>> Begin Document passage
8O Yeah she needs to not work with kids. I don't understand why some adults feel the need to be "superior" over young children.

I remember two teachers at my school (also not particularly young or pretty XD) who seemed to get pleasure in setting me up for a fall which could be classed as bullying these days. I used to get regular panic attacks from around age 8 so I found it hard to go into school anyway. I used to therefore miss out on a lot of class/home work and I remember these two teachers purposely telling me the day before or the same day, that a specific piece of very important work needed completing and that everyone else already had a month to complete it. I was even threatened that if I didn't get it done, the head teacher would come round and tell me off. No one seemed to care that I was having a panic attack right then. I'd never dream of sending a child to the schools I went to lol!

D123 wrote:there was only one teacher out of there I loved she was very kind and nurturing she never yelled at you and was understanding , I wish they were all like her.
Aw I had one teacher like that too but I only had her for a year. I tried to see if she was on Facebook but to no avail. She could tell that having panic attacks at 8 years old wasn't normal and used to try her best to make fun activities for me (i.e. the painting exercise that the class helper ruined but the teacher did pull her aside and warn her to be more gentle with me).

D123 wrote:and what does detention teach? I mean if a kid is struggling with learning how is detention going to help them? Yeah punish the kids that have a hard time learning, what they’re doing in these schools with children and teens is wrong, and there is any wonder with all the school violence..
>> End Document passage
Brief 1 =
Print the part of the forum post about teachers that starts with "D123 wrote:and what" and goes on through "the school violence..".
Brief 2 =
Answer these questions from the forum post about teachers:
(a) From around what age did the writer get regular panic attacks?
(b) Who was the writer threatened would come round if the work wasn't done?
(c) For how long did the writer have the kind teacher?
Brief 3 =
Go on with the forum post about teachers, picking up after its last sentence.
>> Begin Recorded data
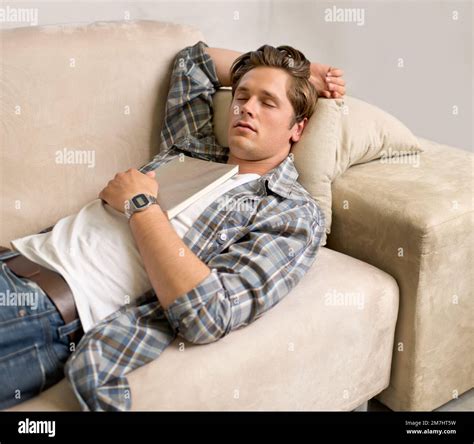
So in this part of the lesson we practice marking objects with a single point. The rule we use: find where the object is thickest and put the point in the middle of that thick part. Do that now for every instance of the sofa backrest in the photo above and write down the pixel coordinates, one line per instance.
(79, 103)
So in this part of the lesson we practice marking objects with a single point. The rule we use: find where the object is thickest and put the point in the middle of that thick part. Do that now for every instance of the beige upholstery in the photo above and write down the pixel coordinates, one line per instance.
(109, 99)
(97, 89)
(416, 223)
(307, 353)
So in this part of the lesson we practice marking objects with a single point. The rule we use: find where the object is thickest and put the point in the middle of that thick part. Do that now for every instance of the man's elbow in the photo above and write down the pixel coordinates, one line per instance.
(206, 323)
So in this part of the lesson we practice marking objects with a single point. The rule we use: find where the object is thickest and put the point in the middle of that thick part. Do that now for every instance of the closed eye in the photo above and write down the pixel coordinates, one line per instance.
(265, 103)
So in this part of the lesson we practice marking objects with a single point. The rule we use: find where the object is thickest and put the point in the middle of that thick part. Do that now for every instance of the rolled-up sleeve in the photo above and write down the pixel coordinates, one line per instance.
(189, 106)
(249, 278)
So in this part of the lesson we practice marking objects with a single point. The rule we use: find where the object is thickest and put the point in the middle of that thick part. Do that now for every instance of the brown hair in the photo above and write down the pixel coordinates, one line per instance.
(302, 94)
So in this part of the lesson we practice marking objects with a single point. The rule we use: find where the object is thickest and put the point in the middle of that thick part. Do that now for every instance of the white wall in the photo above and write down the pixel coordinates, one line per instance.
(432, 39)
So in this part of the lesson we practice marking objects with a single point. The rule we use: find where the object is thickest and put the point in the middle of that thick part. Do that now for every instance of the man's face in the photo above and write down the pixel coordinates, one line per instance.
(261, 101)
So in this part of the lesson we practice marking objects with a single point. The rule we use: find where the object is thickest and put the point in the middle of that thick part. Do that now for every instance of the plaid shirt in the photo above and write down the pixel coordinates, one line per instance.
(256, 255)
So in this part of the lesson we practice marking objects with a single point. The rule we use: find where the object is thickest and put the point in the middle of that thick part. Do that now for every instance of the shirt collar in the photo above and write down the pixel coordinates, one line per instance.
(281, 179)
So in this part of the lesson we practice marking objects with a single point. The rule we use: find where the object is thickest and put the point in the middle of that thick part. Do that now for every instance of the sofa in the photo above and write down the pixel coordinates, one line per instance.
(362, 323)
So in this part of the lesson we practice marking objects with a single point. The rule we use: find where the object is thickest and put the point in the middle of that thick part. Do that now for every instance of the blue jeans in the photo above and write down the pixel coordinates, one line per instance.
(34, 343)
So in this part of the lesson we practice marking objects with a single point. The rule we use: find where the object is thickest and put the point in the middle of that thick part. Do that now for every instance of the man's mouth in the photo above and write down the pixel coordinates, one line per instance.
(245, 126)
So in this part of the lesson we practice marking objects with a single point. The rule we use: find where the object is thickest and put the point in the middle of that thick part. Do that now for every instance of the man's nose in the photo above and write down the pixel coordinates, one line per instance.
(249, 106)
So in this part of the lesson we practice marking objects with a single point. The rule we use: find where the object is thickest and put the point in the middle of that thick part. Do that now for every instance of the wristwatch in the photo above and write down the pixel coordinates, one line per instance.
(139, 202)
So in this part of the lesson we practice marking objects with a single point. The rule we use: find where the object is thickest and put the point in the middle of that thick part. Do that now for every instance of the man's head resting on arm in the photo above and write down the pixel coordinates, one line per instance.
(271, 93)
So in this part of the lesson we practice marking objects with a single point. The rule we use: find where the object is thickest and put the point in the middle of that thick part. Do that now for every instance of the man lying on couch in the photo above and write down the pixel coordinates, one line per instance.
(134, 279)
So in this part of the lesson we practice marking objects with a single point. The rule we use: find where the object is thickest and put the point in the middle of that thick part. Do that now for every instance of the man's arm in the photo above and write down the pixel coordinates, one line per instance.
(223, 59)
(173, 269)
(328, 80)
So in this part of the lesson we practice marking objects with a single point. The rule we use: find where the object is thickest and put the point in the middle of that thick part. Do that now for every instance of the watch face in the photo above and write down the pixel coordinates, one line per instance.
(140, 200)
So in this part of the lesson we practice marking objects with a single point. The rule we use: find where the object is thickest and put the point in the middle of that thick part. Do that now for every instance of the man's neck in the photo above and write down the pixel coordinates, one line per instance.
(253, 166)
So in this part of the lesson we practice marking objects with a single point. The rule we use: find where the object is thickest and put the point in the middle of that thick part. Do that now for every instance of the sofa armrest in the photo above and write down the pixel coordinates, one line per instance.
(416, 223)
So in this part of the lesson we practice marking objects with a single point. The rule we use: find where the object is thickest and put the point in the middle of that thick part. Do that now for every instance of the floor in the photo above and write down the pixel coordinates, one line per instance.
(464, 403)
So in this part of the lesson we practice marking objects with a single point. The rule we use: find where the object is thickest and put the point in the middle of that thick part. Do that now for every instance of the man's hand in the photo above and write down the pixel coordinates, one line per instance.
(327, 80)
(126, 185)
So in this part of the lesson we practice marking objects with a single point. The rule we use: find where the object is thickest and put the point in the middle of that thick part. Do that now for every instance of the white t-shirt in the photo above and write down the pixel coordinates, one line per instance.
(94, 250)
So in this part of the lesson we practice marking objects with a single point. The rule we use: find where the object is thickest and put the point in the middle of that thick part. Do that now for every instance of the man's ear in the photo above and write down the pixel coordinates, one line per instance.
(298, 130)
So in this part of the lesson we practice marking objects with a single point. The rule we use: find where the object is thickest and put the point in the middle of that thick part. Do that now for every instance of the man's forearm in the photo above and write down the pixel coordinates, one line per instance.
(223, 59)
(172, 267)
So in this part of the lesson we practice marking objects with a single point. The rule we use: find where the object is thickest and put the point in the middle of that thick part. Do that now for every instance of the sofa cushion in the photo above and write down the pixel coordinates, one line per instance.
(326, 346)
(414, 220)
(79, 104)
(341, 133)
(369, 133)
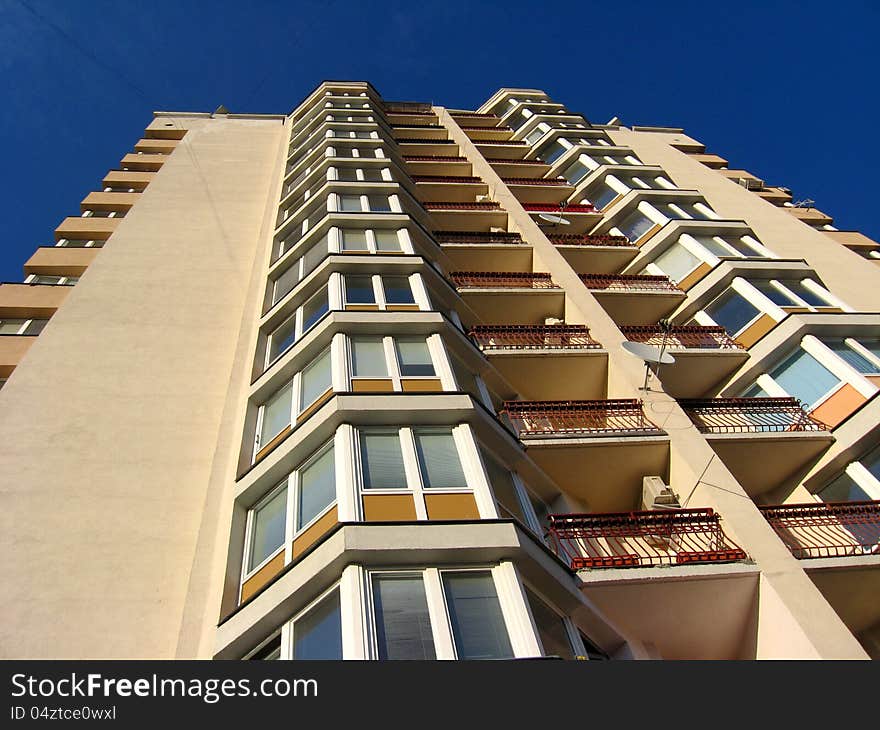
>> End Recorded data
Exercise output 1 =
D123 wrote:and what does detention teach? I mean if a kid is struggling with learning how is detention going to help them? Yeah punish the kids that have a hard time learning, what they’re doing in these schools with children and teens is wrong, and there is any wonder with all the school violence..

Exercise output 2 =
(a) Around age 8.
(b) The head teacher.
(c) For a year.

Exercise output 3 =
When it gets to the stage where you're getting detentions for no reason (class detentions were the worst), it really just opened my eyes up to the dictatorship that was happening at my high school. It was no longer about learning but about surviving without getting blamed for something you either didn't do or that you had no control over. I learnt 2 years of classwork in the 2-3 weeks before my final exams just by downloading the material from official websites and reading it. Passed every exam and learnt more in 2 weeks than I ever did in my entire attendance at school. Just goes to show that kids really don't need all this hassle whilst trying to learn, especially the good kids. I think the teachers used to punish the good kids for silly reasons purely because the "bad" ones didn't give two figs about what they said and they wanted to reclaim some power back. Teachers who acted like that lost all my respect though.

D123 wrote:One of the reasons it was so terrible is because when we went to the next school (middle school) we didn’t know a thing. I mean even the teachers were like “what have they been doing with these kids?”, we were totally unprepared
Wow that really is bad. I think they at least tried to slip in some education amongst the abuse during my early schooling lol.



But on the up-side, yesterday I received one of my diplomas for the home study courses I'm doing so that was really awesome. :) Learning without all that unnecessary stress and hassle really is fun.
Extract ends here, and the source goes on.